▶ [ИСХОДНЫЙ ТЕКСТ]
○ ○ ○
Кто такой Жак Деррида?

Олег:
Запись пошла.
Это вторая вводная беседа в нашем погружении в мир деконструкции. Мы продолжаем разговор в формате интервью.
Напротив меня — философ Сергей Архипов, который помогает нам, невеждам, ориентироваться в этом бурном море смыслов.

В прошлый раз мы говорили о постструктурализме — о парадигме, в которой слова больше не имеют устойчивого, стабильного смысла, и всё зависит от контекста и различий.

Сегодня наша тема — Жак Деррида.
Сразу уточню: в этой беседе мы обойдём стороной саму деконструкцию, потому что я хочу посвятить ей отдельный разговор.

Сергей, как я понял, Деррида — не единственный постструктуралист. Есть Фуко, Лакан, Делёз…
Почему же именно его имя стало настолько узнаваемым?

Сергей:
Потому что он не просто писал о постструктурализме.
Он разговаривал с его тенями.

Деррида стал тем, кто радикализировал мышление внутри самого языка.
Фуко, Лакан, Делёз разрабатывали свои траектории, свои темы.
А Деррида атаковал условия самой мысли.
Он не добавлял тезисы — он разрушал возможность тезиса как такового.

Почему его помнят?

🔸 Потому что он поставил под сомнение даже само сомнение.
🔸 Потому что его тексты читаются не как философия, а как взлом философии изнутри.
🔸 Потому что он превратил форму письма в само поле философии: важно не только что сказано, но как, откуда, что ускользает, что подавляется.

Он стал символом постструктурализма потому, что сделал невозможным прежний способ философствования.
После него нельзя просто «написать трактат». Нужно всё время оглядываться:
а не предал ли я уже самого себя — просто выбрав форму изложения?
○ ○ ○
▶ [ИСХОДНЫЕ ДАННЫЕ]
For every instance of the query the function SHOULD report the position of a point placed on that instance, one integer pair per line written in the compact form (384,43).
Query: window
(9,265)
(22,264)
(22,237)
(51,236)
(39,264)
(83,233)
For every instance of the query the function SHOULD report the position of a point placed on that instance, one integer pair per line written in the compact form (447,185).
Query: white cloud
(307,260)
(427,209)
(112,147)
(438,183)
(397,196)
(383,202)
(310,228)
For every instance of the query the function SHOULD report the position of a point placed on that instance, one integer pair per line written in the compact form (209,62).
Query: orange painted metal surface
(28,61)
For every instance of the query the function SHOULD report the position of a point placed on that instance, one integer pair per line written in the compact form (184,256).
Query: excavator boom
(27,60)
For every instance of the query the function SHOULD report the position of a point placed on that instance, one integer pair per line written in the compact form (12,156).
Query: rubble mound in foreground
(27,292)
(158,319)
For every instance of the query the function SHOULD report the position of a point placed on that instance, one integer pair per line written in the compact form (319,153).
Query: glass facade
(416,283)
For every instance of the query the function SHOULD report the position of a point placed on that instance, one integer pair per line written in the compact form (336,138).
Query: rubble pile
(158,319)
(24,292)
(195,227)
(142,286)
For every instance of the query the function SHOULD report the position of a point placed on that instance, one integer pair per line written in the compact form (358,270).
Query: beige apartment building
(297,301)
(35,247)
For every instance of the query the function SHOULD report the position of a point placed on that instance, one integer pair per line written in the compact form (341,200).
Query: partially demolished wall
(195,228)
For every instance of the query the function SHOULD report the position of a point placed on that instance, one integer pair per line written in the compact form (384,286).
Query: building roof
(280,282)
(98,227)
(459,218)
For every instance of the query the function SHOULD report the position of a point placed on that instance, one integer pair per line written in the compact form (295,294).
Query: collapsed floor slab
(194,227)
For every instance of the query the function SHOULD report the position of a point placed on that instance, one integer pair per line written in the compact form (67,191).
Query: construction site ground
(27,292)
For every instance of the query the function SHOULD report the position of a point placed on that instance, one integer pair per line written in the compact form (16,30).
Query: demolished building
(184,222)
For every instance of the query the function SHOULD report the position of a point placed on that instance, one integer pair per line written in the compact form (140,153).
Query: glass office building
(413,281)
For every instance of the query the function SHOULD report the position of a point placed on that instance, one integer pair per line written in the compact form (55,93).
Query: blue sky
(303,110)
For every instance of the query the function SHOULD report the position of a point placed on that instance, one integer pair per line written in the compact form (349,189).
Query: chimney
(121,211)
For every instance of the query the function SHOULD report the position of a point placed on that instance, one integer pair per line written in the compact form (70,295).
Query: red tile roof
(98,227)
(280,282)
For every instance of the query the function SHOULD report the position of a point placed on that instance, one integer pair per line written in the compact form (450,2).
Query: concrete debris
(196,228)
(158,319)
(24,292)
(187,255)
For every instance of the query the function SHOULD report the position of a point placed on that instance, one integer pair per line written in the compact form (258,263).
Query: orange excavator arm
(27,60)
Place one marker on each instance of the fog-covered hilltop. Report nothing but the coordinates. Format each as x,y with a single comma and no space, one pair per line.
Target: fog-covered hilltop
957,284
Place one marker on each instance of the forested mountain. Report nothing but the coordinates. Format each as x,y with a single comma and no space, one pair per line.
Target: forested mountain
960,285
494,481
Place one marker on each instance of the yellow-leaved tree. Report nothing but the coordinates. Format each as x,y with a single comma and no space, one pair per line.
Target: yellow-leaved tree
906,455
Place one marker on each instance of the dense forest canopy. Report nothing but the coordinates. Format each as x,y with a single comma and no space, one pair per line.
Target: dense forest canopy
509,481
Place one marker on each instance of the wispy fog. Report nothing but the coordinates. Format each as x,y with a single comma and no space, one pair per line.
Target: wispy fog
○ ○ ○
▶ [ЧТО ТРЕБУЕТСЯ СДЕЛАТЬ]
**a.** Выпишите из беседы о Деррида все причины, которые отмечены значком 🔸 и объясняют, почему его помнят.
**b.** Подсчитайте строки записей, в которых встречается строка «yellow», с учётом регистра. В ответе укажите только число.
Беседа и записи никак не связаны друг с другом.

▶ [ОТВЕТЫ ПО ЗАДАНИЯМ]
**a.**
Потому что он поставил под сомнение даже само сомнение.
Потому что его тексты читаются не как философия, а как взлом философии изнутри.
Потому что он превратил форму письма в само поле философии: важно не только что сказано, но как, откуда, что ускользает, что подавляется.

**b.** 2